SUPPLIED RECORDS
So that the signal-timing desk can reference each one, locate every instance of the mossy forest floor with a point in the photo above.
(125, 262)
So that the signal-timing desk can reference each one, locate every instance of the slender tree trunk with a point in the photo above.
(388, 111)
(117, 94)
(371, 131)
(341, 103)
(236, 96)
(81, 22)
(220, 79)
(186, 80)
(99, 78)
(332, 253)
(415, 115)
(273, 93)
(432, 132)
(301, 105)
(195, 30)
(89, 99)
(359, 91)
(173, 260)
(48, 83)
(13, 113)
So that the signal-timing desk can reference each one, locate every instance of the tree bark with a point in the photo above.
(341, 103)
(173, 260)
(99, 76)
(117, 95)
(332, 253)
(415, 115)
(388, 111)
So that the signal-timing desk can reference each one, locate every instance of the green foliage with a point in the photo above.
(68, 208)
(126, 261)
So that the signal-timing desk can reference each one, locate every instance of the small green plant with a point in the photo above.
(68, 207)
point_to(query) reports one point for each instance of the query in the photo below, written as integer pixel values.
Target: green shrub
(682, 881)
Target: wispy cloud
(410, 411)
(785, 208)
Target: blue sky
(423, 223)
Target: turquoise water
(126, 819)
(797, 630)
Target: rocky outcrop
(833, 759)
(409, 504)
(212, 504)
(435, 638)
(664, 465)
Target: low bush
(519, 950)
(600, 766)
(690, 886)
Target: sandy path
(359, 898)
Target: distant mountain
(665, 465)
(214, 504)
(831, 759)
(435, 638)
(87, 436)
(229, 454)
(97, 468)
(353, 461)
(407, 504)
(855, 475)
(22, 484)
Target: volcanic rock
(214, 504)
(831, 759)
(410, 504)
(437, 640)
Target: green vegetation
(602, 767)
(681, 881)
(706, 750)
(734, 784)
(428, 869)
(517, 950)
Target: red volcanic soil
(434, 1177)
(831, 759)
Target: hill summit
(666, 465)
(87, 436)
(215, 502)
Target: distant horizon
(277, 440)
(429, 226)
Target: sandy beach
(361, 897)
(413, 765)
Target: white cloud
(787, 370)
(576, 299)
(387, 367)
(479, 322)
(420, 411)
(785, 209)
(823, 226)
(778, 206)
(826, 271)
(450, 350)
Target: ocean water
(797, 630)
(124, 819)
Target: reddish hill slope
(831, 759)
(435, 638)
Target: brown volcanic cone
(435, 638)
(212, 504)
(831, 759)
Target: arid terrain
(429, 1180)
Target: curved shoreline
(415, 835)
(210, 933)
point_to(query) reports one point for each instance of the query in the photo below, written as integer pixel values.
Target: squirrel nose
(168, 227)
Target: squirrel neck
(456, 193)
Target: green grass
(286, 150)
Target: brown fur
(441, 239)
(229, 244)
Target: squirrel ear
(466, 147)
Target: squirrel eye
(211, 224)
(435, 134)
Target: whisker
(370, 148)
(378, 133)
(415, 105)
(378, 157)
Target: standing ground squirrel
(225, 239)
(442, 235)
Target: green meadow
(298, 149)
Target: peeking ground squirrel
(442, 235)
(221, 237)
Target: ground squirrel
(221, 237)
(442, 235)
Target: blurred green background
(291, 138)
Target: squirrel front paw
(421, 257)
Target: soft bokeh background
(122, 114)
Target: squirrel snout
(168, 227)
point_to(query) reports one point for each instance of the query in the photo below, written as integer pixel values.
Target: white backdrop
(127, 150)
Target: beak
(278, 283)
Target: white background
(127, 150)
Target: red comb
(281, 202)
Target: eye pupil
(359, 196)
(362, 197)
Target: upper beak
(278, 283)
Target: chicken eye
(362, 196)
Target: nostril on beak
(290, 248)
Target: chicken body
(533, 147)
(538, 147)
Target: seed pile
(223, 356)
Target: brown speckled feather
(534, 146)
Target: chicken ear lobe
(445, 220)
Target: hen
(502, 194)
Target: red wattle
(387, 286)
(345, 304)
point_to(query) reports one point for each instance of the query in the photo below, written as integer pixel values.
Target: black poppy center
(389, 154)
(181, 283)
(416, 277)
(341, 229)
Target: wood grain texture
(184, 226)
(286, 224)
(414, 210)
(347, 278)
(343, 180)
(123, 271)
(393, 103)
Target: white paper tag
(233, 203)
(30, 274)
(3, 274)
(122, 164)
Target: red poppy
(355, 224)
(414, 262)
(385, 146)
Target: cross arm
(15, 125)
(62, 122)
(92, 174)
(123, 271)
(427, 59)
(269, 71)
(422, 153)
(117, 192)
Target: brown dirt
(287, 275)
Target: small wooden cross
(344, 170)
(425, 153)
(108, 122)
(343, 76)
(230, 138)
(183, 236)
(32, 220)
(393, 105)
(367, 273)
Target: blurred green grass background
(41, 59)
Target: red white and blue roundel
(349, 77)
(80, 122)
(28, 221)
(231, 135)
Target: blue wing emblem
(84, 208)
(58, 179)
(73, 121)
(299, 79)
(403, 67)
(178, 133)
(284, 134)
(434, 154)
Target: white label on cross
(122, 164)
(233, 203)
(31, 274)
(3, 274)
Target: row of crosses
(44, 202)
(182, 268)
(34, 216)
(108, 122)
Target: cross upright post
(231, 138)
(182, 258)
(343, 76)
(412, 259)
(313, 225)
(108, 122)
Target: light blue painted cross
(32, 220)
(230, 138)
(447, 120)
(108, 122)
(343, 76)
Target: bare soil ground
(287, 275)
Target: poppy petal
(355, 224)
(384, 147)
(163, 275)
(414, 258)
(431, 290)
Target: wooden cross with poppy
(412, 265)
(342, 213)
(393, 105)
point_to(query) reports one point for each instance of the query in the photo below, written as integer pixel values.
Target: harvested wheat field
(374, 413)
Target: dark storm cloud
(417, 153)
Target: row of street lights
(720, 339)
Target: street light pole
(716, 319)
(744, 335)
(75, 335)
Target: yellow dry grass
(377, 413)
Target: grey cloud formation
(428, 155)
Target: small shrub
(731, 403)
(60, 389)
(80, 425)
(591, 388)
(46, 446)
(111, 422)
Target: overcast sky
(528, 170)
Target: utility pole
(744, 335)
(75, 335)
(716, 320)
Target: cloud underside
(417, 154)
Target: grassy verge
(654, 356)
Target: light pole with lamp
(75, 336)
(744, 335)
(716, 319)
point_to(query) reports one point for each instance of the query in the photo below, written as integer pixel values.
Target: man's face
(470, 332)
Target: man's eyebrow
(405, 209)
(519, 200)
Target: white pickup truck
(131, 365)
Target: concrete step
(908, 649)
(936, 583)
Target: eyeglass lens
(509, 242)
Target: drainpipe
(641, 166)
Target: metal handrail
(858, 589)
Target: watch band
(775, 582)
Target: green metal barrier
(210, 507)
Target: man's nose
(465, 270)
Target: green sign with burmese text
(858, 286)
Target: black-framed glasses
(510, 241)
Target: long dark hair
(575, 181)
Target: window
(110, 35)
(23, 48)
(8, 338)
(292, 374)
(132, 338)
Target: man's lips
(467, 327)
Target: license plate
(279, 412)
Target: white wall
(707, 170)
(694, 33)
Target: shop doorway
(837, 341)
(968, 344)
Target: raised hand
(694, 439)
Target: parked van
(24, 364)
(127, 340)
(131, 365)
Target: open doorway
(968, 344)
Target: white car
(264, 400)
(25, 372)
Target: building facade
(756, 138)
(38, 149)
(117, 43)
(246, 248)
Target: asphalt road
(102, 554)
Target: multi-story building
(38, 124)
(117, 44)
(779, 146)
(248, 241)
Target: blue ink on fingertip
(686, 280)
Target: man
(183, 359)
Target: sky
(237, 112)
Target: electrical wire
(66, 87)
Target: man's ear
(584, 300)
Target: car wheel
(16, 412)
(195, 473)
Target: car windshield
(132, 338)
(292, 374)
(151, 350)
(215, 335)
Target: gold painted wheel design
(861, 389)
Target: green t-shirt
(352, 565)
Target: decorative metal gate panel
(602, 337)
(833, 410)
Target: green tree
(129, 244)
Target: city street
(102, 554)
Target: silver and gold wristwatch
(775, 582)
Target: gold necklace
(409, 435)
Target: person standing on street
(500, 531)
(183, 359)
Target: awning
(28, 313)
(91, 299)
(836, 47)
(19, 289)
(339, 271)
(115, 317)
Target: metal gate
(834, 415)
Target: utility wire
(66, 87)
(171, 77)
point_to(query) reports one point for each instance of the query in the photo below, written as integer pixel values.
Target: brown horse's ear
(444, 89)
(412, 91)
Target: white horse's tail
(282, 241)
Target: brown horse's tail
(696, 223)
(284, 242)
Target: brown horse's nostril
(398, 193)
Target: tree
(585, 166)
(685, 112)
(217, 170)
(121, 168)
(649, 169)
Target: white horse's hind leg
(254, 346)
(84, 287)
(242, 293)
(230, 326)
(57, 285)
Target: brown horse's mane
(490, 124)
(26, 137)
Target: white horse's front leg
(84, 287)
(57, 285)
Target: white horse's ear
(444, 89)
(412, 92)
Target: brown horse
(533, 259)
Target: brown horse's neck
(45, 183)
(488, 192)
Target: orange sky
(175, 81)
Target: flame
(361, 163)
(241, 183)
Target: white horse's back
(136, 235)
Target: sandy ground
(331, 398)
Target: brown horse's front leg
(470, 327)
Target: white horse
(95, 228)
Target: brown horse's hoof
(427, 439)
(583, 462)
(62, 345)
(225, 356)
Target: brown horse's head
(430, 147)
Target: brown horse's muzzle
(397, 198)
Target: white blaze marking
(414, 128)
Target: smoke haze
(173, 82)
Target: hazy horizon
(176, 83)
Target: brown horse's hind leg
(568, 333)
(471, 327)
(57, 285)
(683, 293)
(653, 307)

INSTRUCTIONS TO FOLLOW
Return only what runs from the line containing "Target: green t-shirt" to the last line of the records above, both ends included, exactly as written.

TASK SOLUTION
Target: green t-shirt
(352, 565)
Target: decorative metal gate panel
(602, 337)
(833, 410)
Target: green tree
(129, 244)
Target: city street
(102, 554)
Target: silver and gold wristwatch
(775, 582)
Target: gold necklace
(409, 435)
Target: person standing on street
(500, 531)
(183, 359)
Target: awning
(28, 313)
(91, 299)
(836, 47)
(19, 289)
(339, 271)
(115, 317)
Target: metal gate
(834, 415)
Target: utility wire
(66, 87)
(171, 77)
point_to(query) reports one point for each instance of the query in the photo below, written as integer pixel values.
Target: brown horse's ear
(444, 89)
(412, 91)
Target: white horse's tail
(282, 241)
Target: brown horse's tail
(696, 223)
(284, 242)
Target: brown horse's nostril
(398, 193)
Target: tree
(585, 166)
(685, 112)
(217, 170)
(121, 168)
(649, 169)
Target: white horse's hind leg
(254, 346)
(84, 287)
(242, 293)
(230, 326)
(57, 285)
Target: brown horse's mane
(490, 124)
(26, 137)
Target: white horse's front leg
(84, 287)
(57, 285)
Target: white horse's ear
(444, 89)
(412, 92)
Target: brown horse
(533, 259)
Target: brown horse's neck
(45, 183)
(488, 192)
Target: orange sky
(175, 81)
Target: flame
(361, 163)
(241, 183)
Target: white horse's back
(136, 235)
Target: sandy ground
(331, 398)
Target: brown horse's front leg
(470, 327)
Target: white horse
(95, 228)
Target: brown horse's hoof
(427, 439)
(583, 462)
(62, 345)
(225, 356)
Target: brown horse's head
(430, 147)
Target: brown horse's muzzle
(397, 198)
Target: white blaze marking
(414, 128)
Target: smoke haze
(173, 82)
Target: hazy horizon
(176, 83)
Target: brown horse's hind leg
(568, 333)
(471, 327)
(57, 285)
(683, 293)
(653, 307)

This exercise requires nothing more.